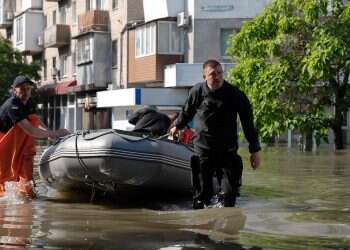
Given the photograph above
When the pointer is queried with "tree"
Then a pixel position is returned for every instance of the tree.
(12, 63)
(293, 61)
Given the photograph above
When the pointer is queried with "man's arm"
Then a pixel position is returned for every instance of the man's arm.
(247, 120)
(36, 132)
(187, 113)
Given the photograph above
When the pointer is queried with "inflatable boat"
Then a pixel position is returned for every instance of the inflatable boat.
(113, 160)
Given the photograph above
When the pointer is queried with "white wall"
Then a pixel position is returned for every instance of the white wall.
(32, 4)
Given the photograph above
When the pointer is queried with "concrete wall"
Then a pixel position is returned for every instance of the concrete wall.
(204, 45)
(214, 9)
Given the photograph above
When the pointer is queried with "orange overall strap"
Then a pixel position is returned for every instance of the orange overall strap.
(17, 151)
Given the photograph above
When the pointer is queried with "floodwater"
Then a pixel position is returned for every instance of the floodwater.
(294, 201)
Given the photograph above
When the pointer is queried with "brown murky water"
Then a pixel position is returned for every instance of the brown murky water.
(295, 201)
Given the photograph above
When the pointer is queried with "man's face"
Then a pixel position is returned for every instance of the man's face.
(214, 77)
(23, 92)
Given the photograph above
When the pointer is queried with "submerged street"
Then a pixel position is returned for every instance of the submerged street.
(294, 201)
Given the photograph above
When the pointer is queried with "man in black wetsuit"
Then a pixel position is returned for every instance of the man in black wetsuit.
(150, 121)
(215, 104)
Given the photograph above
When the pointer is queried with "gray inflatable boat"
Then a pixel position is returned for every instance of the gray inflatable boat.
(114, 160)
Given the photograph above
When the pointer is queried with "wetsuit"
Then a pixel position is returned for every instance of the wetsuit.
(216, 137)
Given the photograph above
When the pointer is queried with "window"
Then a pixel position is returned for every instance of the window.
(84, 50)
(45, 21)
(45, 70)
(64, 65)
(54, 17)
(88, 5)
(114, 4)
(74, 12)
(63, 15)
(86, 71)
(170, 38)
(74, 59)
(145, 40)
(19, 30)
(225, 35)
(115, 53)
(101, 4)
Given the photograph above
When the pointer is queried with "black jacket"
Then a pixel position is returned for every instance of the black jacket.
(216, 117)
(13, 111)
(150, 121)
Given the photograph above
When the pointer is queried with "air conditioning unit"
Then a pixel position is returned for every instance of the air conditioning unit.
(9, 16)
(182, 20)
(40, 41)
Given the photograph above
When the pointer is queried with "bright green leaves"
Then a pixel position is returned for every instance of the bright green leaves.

Exercise:
Pick out each line in the items above that contains the string "conditioning", and copy those lines.

Answer to the problem:
When the pointer is queried with "air conditioning unit"
Then a pixel position is returned for every instance of the air conditioning unit.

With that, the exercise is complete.